Image point grounding data
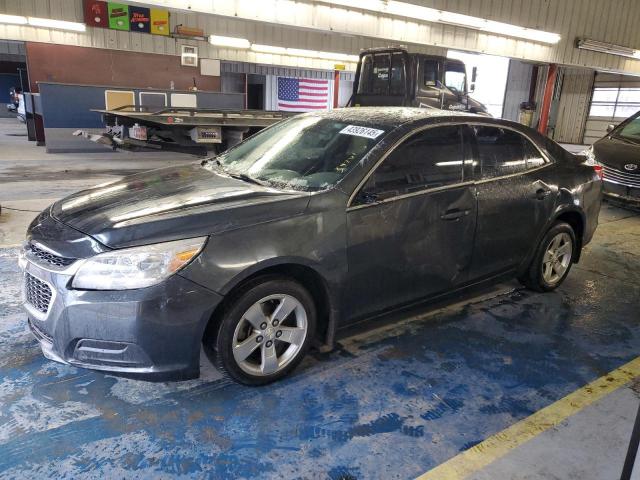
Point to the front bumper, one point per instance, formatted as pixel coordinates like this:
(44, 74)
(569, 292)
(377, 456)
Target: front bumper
(153, 333)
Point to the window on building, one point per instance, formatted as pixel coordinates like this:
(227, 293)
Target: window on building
(614, 103)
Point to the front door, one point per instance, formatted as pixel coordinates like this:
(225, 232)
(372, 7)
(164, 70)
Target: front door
(411, 224)
(516, 195)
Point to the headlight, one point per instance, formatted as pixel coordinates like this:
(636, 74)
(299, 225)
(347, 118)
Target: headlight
(136, 267)
(591, 157)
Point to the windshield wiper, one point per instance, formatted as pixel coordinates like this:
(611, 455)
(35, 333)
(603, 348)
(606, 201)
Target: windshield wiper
(625, 139)
(246, 178)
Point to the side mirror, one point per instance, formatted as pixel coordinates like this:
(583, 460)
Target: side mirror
(366, 198)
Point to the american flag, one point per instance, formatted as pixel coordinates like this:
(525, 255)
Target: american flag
(302, 94)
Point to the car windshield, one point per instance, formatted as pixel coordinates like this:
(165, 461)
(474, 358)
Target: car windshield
(307, 153)
(631, 131)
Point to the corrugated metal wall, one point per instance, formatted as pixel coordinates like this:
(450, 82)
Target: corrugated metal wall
(575, 98)
(11, 51)
(317, 26)
(596, 127)
(517, 89)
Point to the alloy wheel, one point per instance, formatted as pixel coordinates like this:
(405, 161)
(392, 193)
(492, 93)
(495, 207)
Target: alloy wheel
(270, 334)
(557, 258)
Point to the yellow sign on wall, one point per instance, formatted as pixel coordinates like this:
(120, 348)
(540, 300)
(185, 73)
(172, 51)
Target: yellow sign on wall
(159, 22)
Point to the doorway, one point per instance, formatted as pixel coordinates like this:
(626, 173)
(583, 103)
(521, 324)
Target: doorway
(491, 78)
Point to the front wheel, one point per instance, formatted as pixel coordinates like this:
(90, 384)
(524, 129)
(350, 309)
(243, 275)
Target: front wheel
(265, 332)
(553, 259)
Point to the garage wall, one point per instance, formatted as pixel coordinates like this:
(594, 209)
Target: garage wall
(257, 32)
(305, 24)
(517, 89)
(596, 127)
(98, 66)
(573, 108)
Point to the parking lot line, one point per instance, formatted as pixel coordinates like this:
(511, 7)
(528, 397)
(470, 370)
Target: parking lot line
(502, 442)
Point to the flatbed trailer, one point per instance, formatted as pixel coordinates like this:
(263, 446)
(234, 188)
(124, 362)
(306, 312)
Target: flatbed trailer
(199, 131)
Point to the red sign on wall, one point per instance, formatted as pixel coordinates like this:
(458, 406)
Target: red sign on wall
(140, 19)
(95, 14)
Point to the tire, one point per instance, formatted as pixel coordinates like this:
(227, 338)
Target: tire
(538, 277)
(250, 325)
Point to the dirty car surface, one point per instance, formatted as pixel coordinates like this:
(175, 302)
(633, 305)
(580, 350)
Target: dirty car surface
(314, 223)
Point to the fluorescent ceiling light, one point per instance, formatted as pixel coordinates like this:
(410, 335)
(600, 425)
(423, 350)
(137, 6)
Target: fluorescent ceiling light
(57, 24)
(232, 42)
(603, 47)
(268, 49)
(426, 14)
(298, 52)
(13, 19)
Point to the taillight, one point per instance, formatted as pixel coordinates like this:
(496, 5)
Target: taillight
(599, 171)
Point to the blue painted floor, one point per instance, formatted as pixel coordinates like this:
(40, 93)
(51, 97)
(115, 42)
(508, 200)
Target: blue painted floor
(391, 402)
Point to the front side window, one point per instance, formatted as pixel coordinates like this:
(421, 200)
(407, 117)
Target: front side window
(429, 159)
(503, 152)
(397, 83)
(307, 153)
(455, 77)
(430, 74)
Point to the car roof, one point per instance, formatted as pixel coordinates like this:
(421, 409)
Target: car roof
(391, 116)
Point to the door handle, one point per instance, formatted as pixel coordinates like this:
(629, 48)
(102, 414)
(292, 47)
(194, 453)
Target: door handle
(454, 214)
(542, 193)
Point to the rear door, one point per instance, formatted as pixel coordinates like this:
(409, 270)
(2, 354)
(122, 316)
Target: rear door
(516, 194)
(411, 223)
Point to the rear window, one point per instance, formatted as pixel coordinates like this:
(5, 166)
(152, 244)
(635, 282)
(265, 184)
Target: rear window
(382, 74)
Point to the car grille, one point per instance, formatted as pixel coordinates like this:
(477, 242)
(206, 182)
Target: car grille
(38, 294)
(50, 258)
(620, 177)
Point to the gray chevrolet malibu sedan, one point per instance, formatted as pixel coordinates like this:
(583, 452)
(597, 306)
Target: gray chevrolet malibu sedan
(317, 222)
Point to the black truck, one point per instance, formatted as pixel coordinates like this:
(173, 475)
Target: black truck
(395, 77)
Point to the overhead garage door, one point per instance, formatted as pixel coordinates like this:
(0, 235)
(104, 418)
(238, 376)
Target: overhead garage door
(615, 97)
(574, 104)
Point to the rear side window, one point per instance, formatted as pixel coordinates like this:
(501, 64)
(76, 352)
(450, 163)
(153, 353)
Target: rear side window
(429, 159)
(503, 152)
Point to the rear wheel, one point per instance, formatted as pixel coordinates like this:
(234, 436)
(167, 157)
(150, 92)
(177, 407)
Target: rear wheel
(553, 259)
(265, 332)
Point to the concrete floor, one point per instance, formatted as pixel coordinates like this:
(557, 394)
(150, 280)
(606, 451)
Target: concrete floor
(412, 391)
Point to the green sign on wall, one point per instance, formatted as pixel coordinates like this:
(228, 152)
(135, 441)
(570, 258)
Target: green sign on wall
(118, 16)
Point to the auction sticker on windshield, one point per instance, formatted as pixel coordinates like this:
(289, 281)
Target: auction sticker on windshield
(361, 131)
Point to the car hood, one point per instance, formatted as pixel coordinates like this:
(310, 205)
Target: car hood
(173, 203)
(616, 153)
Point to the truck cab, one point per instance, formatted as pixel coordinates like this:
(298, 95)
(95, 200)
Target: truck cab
(395, 77)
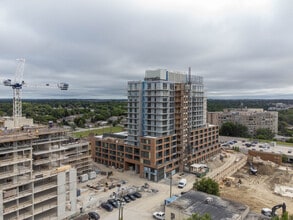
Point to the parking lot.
(245, 145)
(152, 197)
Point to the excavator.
(272, 212)
(252, 169)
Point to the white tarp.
(284, 190)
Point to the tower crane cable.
(17, 85)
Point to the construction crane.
(17, 85)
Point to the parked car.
(182, 183)
(94, 215)
(113, 202)
(159, 215)
(107, 206)
(137, 195)
(132, 197)
(126, 198)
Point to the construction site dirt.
(256, 191)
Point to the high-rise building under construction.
(167, 130)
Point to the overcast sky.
(242, 48)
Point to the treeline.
(219, 104)
(43, 111)
(285, 120)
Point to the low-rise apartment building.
(39, 169)
(252, 118)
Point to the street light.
(121, 204)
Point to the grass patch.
(98, 131)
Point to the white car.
(159, 215)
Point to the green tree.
(207, 185)
(196, 216)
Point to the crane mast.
(17, 85)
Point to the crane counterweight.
(17, 86)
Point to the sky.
(242, 48)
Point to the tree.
(196, 216)
(207, 185)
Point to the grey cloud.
(97, 46)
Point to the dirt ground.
(258, 191)
(255, 191)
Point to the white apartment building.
(252, 118)
(39, 169)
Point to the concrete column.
(61, 191)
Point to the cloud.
(241, 48)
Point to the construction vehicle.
(252, 169)
(17, 86)
(272, 212)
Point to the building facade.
(39, 169)
(253, 119)
(167, 128)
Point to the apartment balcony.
(44, 208)
(16, 195)
(22, 181)
(49, 160)
(15, 172)
(46, 186)
(38, 199)
(47, 151)
(13, 160)
(74, 145)
(49, 140)
(22, 215)
(13, 208)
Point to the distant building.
(166, 124)
(39, 170)
(201, 203)
(252, 118)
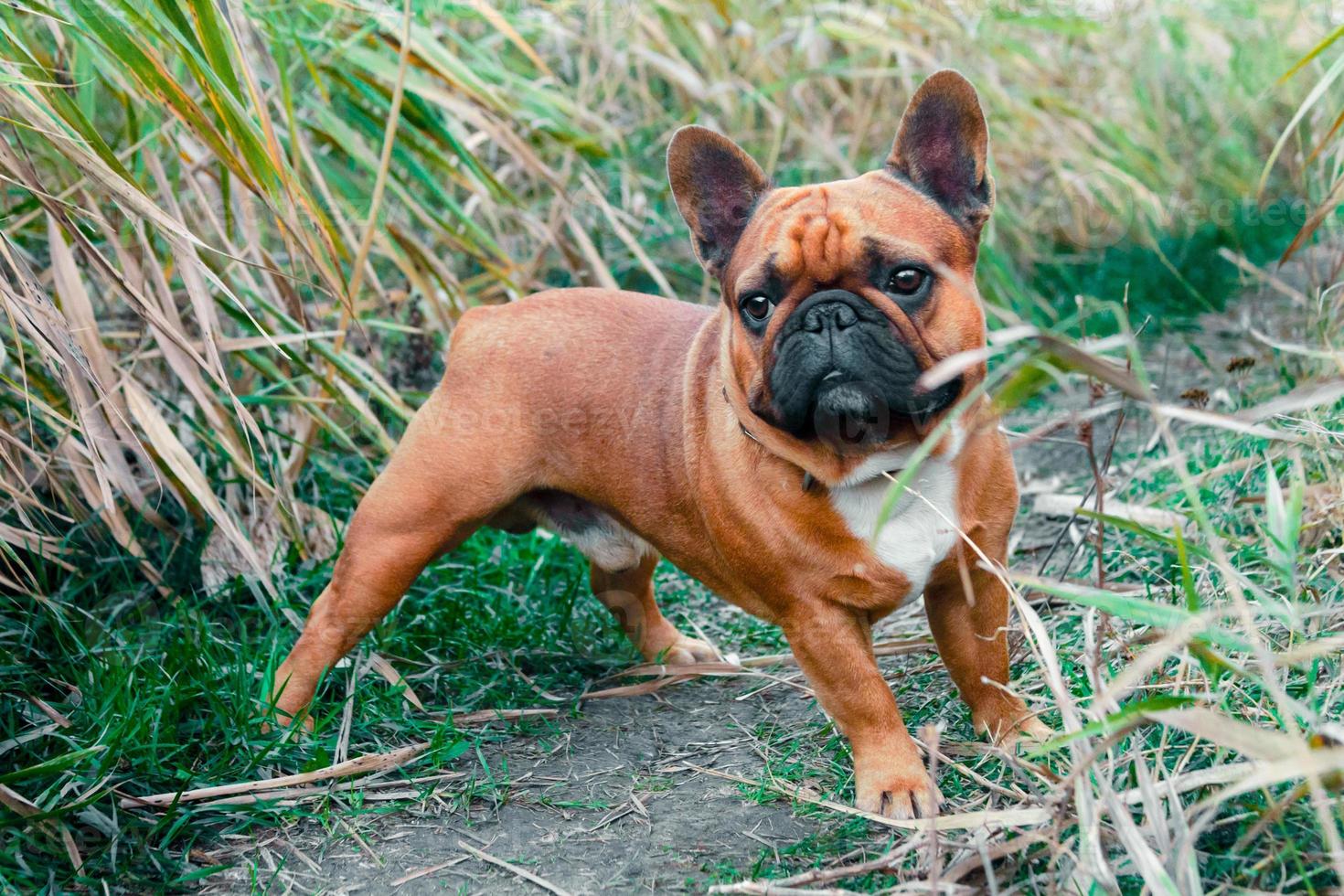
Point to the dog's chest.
(923, 527)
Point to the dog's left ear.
(717, 186)
(943, 146)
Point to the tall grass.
(235, 235)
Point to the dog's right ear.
(717, 187)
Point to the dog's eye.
(757, 306)
(906, 281)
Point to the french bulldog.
(752, 443)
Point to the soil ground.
(611, 799)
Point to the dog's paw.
(687, 650)
(900, 795)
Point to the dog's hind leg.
(629, 595)
(429, 498)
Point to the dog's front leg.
(834, 647)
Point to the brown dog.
(746, 443)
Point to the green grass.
(175, 175)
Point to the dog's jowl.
(749, 443)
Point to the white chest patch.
(923, 527)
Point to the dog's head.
(841, 294)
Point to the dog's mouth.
(841, 375)
(855, 411)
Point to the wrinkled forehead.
(823, 231)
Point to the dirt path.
(608, 802)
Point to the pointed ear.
(943, 145)
(717, 187)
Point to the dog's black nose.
(829, 309)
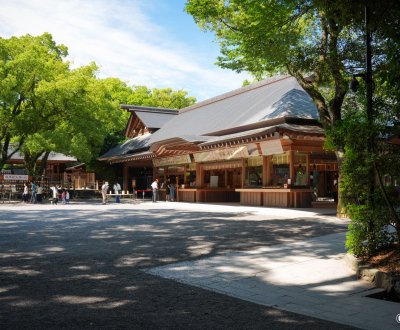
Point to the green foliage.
(160, 98)
(47, 106)
(366, 232)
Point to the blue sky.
(143, 42)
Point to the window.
(253, 172)
(280, 170)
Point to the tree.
(25, 62)
(320, 43)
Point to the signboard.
(172, 160)
(272, 147)
(221, 154)
(15, 177)
(252, 149)
(214, 181)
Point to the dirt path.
(81, 266)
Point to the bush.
(367, 231)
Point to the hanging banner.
(16, 177)
(272, 147)
(172, 160)
(221, 154)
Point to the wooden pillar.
(125, 176)
(308, 169)
(291, 167)
(199, 176)
(266, 170)
(226, 178)
(243, 171)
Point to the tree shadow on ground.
(83, 268)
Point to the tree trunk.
(341, 204)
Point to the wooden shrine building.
(258, 145)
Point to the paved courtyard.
(117, 266)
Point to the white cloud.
(123, 40)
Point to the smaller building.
(134, 155)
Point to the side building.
(134, 155)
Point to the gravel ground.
(81, 266)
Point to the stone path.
(309, 278)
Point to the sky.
(143, 42)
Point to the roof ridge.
(235, 92)
(131, 107)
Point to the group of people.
(34, 194)
(117, 192)
(170, 191)
(57, 193)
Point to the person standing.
(167, 190)
(25, 194)
(54, 191)
(154, 187)
(34, 192)
(117, 191)
(172, 192)
(39, 195)
(104, 190)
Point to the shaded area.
(83, 267)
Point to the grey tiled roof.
(154, 119)
(53, 156)
(266, 100)
(309, 129)
(130, 146)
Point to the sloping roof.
(151, 117)
(263, 101)
(309, 129)
(130, 146)
(154, 119)
(53, 156)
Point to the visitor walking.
(117, 191)
(104, 190)
(154, 187)
(34, 192)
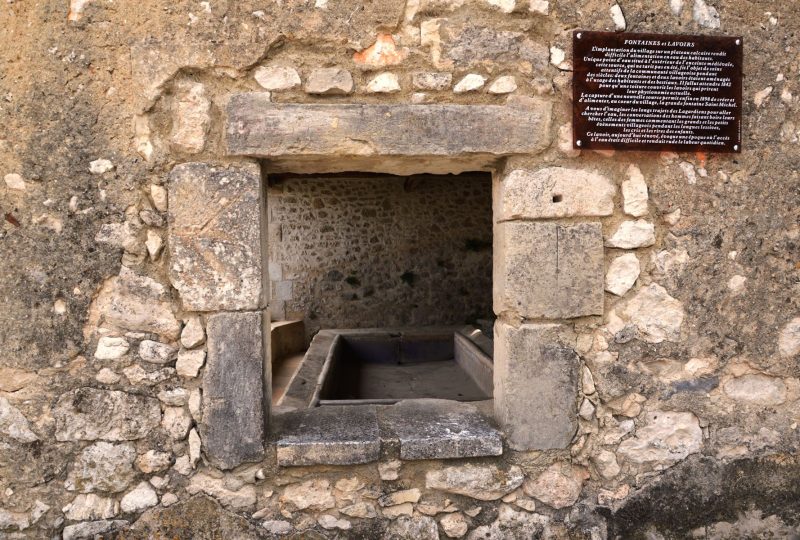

[WHAT YOU NEED TO DO] Only lines belong in the copy: transcribe those from the start of the data through the line that contains "Point to the headlight, one", and skip the pictures.

[YOUR SOLUTION]
Point to the front bumper, one point per instance, formatted as pixel coordinates like this:
(44, 74)
(569, 292)
(377, 456)
Target: front bumper
(153, 333)
Point to the window on building, one point per instance, formatted as pixel coordinates like this:
(227, 293)
Target: window on building
(614, 103)
Point to the front door, one point per instance, formatted as pixel coordinates like this:
(225, 232)
(372, 7)
(164, 70)
Target: front door
(411, 224)
(516, 195)
Point to the headlight, one point per instance, formatted as pixel coordinates like this:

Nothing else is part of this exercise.